◆ What to produce ◆
Gather every line in the listing below that contains the word "hood", and copy each one out in full.

--- START OF Material supplied ---

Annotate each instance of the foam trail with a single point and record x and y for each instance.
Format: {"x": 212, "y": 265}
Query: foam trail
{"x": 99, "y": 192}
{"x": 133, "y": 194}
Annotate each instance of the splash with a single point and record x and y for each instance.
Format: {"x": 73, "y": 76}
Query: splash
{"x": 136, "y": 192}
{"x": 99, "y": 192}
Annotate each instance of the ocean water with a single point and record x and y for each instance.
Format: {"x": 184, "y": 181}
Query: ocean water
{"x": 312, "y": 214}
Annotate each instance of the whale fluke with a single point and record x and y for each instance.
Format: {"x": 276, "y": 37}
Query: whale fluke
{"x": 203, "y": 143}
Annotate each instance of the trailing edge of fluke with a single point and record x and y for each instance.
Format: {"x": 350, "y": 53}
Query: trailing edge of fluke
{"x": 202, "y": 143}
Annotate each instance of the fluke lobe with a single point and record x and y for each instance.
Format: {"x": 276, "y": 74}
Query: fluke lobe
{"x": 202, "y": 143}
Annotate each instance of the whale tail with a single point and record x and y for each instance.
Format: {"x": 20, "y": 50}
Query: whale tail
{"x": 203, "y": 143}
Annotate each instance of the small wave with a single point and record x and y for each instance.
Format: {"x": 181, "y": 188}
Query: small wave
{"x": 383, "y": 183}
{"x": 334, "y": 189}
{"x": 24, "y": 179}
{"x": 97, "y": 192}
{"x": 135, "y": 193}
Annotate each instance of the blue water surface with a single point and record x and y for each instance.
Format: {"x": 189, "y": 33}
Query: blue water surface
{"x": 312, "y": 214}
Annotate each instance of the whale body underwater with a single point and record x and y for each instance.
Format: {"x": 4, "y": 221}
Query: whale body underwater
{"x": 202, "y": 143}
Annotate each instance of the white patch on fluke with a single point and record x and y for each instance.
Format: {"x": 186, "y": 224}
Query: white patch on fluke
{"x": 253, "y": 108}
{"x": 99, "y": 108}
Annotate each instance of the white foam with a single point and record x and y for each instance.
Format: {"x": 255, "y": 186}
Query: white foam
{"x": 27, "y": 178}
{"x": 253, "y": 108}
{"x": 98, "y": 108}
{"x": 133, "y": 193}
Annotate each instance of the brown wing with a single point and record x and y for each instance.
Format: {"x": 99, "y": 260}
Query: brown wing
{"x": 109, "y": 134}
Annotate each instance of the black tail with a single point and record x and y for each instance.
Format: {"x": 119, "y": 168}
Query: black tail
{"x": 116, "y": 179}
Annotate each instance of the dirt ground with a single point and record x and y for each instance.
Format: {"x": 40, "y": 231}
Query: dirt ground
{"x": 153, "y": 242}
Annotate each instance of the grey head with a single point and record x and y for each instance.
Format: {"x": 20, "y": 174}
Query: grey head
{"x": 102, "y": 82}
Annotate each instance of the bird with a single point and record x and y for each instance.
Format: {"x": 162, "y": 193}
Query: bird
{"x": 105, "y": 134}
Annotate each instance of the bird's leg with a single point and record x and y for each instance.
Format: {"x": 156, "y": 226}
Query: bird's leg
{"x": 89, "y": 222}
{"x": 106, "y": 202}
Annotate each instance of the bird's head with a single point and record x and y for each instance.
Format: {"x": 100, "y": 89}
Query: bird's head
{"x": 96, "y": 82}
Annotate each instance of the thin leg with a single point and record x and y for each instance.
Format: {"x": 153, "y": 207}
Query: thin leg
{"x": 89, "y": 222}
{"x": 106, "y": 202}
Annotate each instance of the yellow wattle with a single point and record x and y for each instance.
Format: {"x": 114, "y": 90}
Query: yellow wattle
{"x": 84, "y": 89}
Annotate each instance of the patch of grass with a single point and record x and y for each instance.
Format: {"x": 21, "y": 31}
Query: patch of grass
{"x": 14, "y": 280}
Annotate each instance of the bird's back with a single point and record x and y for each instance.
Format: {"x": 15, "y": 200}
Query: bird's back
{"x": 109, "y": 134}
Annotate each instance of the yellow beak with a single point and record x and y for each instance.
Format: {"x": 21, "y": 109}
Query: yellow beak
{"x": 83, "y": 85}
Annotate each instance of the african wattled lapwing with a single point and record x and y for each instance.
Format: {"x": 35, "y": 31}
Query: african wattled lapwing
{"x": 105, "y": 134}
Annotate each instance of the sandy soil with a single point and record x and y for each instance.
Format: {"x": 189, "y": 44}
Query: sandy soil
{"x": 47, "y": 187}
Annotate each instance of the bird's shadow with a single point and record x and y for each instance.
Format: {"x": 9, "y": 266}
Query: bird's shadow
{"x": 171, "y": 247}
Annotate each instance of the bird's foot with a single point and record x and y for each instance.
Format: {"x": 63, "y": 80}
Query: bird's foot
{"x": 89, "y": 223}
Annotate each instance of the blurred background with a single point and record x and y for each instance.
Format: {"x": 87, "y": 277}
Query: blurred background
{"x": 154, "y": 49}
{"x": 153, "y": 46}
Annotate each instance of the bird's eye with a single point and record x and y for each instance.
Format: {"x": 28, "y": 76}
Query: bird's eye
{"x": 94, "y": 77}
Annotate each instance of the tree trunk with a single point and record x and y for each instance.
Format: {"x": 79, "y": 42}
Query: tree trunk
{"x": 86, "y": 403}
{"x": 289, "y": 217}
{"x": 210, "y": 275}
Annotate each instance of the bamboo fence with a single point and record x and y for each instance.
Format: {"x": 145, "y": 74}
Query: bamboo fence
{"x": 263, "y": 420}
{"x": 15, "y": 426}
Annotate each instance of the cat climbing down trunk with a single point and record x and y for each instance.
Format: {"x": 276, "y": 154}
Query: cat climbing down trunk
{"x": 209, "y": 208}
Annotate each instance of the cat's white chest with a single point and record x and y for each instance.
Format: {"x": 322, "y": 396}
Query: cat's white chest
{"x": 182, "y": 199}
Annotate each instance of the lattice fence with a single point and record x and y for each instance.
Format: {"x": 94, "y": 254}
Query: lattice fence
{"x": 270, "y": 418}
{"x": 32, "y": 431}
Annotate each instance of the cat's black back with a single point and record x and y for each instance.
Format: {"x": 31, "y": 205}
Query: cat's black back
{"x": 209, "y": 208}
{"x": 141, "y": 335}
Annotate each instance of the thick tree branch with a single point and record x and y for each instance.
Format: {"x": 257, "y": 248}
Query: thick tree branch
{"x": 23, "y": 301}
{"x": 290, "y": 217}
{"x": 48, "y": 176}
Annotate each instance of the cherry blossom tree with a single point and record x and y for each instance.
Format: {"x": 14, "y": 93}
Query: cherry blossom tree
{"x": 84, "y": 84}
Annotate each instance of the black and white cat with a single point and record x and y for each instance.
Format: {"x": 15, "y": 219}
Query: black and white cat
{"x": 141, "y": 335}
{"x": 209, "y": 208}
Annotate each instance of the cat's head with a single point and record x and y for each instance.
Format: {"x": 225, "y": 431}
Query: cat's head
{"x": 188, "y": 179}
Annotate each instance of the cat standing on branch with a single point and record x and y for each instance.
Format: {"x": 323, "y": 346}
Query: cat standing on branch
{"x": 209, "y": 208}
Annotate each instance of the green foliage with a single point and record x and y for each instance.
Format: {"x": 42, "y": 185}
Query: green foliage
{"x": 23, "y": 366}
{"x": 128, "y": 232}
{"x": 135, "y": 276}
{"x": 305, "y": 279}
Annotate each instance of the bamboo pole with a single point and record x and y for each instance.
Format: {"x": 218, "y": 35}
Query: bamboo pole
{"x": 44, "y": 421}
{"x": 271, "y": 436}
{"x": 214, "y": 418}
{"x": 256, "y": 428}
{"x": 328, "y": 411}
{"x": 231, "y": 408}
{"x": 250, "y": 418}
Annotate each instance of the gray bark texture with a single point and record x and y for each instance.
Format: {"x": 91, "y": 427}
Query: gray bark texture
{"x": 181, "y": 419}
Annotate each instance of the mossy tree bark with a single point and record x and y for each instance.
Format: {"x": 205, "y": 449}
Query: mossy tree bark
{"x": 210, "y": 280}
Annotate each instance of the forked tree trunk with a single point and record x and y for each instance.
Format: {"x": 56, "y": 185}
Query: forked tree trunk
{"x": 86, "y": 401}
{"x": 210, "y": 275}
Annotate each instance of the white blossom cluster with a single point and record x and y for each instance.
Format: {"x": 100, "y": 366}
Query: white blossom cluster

--- END OF Material supplied ---
--- START OF Material supplied ---

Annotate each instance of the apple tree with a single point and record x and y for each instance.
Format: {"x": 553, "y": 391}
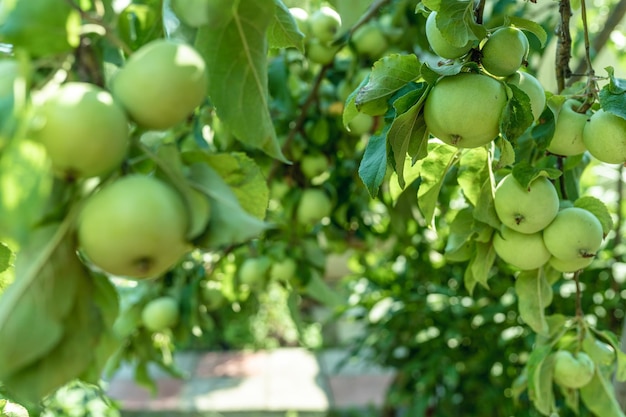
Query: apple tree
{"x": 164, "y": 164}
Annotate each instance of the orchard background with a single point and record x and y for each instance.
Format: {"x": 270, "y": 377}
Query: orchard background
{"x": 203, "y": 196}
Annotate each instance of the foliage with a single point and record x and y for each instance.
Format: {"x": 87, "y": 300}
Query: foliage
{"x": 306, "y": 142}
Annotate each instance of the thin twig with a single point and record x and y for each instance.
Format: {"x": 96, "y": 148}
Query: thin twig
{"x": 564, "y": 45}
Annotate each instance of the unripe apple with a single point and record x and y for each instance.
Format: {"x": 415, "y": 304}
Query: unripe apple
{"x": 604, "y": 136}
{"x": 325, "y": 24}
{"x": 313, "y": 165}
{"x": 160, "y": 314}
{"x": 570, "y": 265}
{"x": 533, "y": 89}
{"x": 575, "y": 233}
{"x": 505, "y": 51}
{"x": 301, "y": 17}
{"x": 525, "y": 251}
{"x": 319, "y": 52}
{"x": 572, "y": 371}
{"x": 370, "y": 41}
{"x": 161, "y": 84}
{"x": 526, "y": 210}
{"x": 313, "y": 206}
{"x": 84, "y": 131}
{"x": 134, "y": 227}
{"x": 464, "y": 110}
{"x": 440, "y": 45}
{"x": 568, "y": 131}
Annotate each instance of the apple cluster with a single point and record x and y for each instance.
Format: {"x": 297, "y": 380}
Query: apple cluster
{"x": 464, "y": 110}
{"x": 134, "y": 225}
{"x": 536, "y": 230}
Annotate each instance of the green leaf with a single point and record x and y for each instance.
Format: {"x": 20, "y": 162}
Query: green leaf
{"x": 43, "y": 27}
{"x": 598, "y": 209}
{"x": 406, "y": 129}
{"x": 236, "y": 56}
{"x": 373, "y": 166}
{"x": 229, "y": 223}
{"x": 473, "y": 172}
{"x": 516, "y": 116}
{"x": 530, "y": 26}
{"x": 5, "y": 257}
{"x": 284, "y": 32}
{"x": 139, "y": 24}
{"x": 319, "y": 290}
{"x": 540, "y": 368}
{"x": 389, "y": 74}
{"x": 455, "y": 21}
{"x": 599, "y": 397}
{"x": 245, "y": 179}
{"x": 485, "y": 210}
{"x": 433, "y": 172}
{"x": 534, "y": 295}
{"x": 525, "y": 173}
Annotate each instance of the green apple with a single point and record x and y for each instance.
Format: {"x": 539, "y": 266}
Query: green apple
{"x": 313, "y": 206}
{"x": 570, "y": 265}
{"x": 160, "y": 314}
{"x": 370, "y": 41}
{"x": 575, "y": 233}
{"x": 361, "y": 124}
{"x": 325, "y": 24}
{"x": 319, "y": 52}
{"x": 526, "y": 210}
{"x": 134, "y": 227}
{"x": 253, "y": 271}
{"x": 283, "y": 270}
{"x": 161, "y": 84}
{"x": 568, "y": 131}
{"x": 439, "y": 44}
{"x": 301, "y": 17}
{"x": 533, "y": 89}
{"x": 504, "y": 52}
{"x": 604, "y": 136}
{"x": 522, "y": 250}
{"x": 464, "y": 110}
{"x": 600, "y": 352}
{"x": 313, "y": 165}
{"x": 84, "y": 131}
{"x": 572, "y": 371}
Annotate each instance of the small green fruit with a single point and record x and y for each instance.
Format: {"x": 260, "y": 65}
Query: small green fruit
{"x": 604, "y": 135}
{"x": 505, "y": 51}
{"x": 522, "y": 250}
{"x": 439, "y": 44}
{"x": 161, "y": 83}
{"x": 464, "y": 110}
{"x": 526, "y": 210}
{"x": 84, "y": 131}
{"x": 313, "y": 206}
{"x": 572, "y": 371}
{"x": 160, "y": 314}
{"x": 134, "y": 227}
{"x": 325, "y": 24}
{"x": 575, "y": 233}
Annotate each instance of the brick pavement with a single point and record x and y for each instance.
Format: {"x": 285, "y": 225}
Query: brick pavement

--- END OF Material supplied ---
--- START OF Material supplied ---

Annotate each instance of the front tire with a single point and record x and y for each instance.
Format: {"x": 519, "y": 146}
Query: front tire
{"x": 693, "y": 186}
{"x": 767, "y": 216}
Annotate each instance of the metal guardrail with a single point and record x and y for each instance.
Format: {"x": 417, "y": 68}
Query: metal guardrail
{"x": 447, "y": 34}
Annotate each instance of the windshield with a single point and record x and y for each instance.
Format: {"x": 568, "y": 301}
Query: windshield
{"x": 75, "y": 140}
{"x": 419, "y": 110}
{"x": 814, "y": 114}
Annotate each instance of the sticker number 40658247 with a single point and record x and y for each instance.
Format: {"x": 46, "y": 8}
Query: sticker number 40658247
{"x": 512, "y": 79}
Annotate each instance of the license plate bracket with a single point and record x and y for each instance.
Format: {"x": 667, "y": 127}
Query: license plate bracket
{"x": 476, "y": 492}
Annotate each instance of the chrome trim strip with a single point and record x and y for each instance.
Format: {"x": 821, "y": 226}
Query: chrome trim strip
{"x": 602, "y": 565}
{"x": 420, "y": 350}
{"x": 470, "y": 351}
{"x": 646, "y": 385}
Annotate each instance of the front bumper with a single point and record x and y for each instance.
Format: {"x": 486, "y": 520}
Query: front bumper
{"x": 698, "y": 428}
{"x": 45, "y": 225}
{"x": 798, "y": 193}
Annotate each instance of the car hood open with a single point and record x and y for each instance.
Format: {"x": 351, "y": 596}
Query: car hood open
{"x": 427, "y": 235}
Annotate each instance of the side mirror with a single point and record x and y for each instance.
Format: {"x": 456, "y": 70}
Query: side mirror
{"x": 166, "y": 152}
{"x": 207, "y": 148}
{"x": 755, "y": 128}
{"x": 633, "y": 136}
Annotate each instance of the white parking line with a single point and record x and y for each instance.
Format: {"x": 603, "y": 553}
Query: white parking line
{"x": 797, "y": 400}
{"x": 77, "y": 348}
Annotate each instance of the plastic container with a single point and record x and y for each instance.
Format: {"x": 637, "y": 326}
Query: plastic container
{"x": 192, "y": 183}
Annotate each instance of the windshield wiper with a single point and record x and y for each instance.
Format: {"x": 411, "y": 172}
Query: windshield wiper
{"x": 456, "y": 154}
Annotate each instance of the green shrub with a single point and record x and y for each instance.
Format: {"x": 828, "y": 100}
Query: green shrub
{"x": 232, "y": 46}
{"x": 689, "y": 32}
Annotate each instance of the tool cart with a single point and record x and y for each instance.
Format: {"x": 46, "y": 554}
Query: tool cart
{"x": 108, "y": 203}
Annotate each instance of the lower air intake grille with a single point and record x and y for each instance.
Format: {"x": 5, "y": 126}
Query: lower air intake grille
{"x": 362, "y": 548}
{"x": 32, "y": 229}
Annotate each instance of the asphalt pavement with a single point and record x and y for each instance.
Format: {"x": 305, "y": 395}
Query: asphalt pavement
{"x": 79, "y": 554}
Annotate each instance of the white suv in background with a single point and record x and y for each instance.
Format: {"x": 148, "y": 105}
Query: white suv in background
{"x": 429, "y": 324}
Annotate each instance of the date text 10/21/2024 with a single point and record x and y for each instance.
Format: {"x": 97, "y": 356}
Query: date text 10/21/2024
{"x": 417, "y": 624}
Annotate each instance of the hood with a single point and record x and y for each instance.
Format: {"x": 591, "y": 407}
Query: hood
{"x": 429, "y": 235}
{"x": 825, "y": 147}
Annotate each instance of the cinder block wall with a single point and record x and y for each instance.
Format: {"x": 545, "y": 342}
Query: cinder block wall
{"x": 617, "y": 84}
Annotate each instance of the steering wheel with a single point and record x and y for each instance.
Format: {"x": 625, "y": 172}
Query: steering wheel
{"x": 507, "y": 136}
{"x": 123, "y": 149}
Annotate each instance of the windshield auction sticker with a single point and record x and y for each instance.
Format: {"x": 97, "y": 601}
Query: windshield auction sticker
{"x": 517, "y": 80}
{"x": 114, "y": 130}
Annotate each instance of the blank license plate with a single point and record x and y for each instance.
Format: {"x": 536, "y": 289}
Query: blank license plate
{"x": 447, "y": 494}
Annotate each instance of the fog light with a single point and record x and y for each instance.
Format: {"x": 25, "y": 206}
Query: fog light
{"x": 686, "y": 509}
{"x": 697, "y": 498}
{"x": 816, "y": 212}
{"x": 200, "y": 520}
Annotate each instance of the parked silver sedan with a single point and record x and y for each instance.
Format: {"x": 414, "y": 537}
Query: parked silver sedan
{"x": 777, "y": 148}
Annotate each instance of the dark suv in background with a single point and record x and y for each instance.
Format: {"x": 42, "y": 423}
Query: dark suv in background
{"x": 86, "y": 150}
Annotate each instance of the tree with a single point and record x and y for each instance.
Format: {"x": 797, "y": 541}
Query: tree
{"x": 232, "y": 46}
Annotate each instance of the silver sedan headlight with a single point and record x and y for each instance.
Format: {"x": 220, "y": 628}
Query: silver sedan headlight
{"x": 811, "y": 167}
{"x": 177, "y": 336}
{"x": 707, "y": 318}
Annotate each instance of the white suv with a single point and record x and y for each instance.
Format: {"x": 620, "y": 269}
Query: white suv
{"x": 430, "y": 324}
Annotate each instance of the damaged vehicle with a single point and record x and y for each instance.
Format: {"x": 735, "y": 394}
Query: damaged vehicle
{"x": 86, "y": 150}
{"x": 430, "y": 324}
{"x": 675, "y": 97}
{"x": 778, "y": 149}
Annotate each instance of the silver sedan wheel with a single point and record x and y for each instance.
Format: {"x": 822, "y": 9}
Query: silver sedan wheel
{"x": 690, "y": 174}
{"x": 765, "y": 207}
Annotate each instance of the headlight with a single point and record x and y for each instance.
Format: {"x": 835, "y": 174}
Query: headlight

--- END OF Material supplied ---

◆ Result ◆
Annotate each instance of the car hood open with a single point and record x and y for each instance.
Query: car hood open
Annotate each instance of the hood with a single point and record x and y for each instance.
Query: hood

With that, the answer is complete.